## START Available data

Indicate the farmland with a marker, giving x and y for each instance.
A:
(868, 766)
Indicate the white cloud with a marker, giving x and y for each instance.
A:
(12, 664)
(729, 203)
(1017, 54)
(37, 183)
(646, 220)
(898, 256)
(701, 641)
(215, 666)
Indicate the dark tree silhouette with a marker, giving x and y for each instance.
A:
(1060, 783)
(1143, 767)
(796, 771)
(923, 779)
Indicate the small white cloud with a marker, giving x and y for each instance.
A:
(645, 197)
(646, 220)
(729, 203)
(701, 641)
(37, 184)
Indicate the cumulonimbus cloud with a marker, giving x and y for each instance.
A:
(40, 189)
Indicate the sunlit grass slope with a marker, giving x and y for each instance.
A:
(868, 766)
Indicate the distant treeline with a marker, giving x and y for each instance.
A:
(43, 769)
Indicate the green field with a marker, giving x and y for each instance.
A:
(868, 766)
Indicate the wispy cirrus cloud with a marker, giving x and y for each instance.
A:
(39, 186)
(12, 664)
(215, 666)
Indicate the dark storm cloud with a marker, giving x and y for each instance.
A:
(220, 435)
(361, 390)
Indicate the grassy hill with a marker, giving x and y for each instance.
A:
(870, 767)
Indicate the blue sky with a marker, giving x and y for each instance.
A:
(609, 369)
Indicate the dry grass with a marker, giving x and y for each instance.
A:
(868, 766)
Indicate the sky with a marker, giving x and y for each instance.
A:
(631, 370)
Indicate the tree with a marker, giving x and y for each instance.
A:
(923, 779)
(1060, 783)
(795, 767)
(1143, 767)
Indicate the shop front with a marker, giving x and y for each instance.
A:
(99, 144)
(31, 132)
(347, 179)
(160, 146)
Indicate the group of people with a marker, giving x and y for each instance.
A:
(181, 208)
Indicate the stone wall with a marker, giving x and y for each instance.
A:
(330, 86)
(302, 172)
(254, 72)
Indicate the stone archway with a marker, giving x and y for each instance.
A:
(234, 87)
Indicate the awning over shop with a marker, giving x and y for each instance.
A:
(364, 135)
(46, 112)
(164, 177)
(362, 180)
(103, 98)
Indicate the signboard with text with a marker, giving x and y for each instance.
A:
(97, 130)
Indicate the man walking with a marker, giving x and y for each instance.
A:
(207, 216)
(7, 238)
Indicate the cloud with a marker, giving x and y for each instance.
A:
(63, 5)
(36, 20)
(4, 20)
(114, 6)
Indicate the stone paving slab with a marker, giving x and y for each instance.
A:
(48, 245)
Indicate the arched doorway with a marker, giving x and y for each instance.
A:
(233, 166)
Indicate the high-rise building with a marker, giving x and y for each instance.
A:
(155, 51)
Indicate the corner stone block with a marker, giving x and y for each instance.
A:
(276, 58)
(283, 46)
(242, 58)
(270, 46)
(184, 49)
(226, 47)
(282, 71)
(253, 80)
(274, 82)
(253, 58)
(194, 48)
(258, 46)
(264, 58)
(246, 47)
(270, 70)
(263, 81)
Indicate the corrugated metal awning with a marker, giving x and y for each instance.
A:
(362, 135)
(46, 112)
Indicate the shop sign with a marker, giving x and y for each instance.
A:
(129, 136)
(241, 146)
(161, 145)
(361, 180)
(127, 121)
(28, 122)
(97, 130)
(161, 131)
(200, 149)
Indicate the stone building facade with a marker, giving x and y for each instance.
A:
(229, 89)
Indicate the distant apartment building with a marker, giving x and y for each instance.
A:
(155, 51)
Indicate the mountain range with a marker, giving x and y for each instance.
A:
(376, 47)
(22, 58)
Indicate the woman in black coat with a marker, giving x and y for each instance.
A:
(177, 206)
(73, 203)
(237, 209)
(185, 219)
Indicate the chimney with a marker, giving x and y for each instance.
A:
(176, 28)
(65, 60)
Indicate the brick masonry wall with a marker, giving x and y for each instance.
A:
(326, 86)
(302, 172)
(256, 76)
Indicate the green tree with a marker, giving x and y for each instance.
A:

## END Available data

_What to do_
Switch "marker" to "pin" throughout the records above, and reproduce them with nothing else altered.

_Solution to the problem_
Indicate the farmland with a pin, giving x and y for each instance.
A:
(868, 766)
Indicate the white cloud with a pin, giving x and y for each instance.
A:
(12, 664)
(729, 203)
(1017, 54)
(37, 183)
(646, 220)
(898, 256)
(701, 641)
(215, 666)
Indicate the dark tree silhouette with a pin, giving x and y for each instance.
A:
(1060, 783)
(1143, 767)
(796, 771)
(923, 779)
Indicate the small white cloud with a pin, giving x and y for each instance.
A:
(645, 197)
(646, 220)
(729, 203)
(701, 641)
(37, 184)
Indicate the cumulonimbus cloud with a pin, giving x and y for each instance.
A:
(40, 189)
Indicate the sunlit grass slope with a pin, giving x and y for each instance.
A:
(868, 766)
Indicate the distant treeline with a pin, giving x and y for each instance.
A:
(43, 769)
Indicate the green field with a pin, giving x and y for each instance.
A:
(868, 766)
Indicate the wispy cirrus cloud with a pin, giving x and y for each instance.
A:
(39, 186)
(12, 664)
(215, 666)
Indicate the dark storm cloud with a pin, giving x and y for each instance.
A:
(220, 435)
(361, 390)
Indicate the grassy hill with a pin, giving x and y for each instance.
A:
(870, 767)
Indicate the blue sky with a pin, giving x and y for each instance.
A:
(609, 369)
Indicate the dry grass with a pin, giving x and y for each instance.
A:
(868, 766)
Indicate the sky with a pin, giving x and y for each instance.
A:
(631, 370)
Indicate the tree with a pin, giving x and y for each instance.
A:
(923, 779)
(1060, 783)
(795, 767)
(1143, 767)
Indicate the shop front with a pin, giving x and y for each instance.
A:
(99, 144)
(31, 132)
(347, 179)
(160, 146)
Indicate the group of people with a pin, giving x and y for each instance.
A:
(181, 208)
Indicate the stone wall with a pin, giving x and y for each instance.
A:
(330, 86)
(302, 172)
(254, 72)
Indicate the stone archway with a pin, giving x and y for each instance.
A:
(234, 87)
Indicate the awning over shop with a pin, giving x and y for each instance.
A:
(364, 135)
(46, 112)
(164, 177)
(362, 180)
(103, 98)
Indicate the signboard with text with a pin, giving x and y for each instance.
A:
(97, 130)
Indicate the man walking with a pin, giving x and y for each instance.
A:
(207, 216)
(7, 238)
Indicate the cloud with a pin, giving x and y for each instance.
A:
(63, 5)
(36, 20)
(4, 20)
(114, 6)
Indicate the stone paving slab with a pin, giving x and y for each instance.
A:
(48, 245)
Indicate the arched doorway with a pin, giving x and y for each instance.
A:
(233, 166)
Indicate the high-rise building with a pin, giving x and y for each instance.
A:
(155, 51)
Indicate the corner stone block with a pin, giving x and y for each instance.
A:
(276, 58)
(283, 46)
(242, 58)
(270, 46)
(184, 49)
(226, 47)
(282, 71)
(253, 80)
(274, 82)
(253, 58)
(194, 48)
(258, 46)
(264, 58)
(246, 47)
(270, 70)
(263, 81)
Indicate the corrugated metal awning with a pin, giving x and y for each instance.
A:
(362, 135)
(46, 112)
Indicate the shop sign with a pin, giving x and y for each instance.
A:
(129, 136)
(241, 146)
(161, 145)
(361, 180)
(127, 121)
(28, 122)
(97, 130)
(161, 131)
(200, 149)
Indicate the stone building facade with a pin, giving x and y for each instance.
A:
(229, 89)
Indicate the distant apartment building with a pin, giving x and y for each instance.
A:
(155, 51)
Indicate the mountain range with a pin, giving x and y for each instance.
A:
(376, 47)
(22, 58)
Indicate the woman in black coat with a pin, giving x and y for each instance.
A:
(177, 206)
(73, 203)
(237, 209)
(185, 219)
Indicate the chimney with a pin, giving x and y for each instance.
A:
(176, 28)
(65, 60)
Indicate the brick masonry wall with a pin, giving x and y for each instance.
A:
(326, 86)
(302, 172)
(256, 76)
Indicate the green tree with a pin, giving x and y for each instance.
A:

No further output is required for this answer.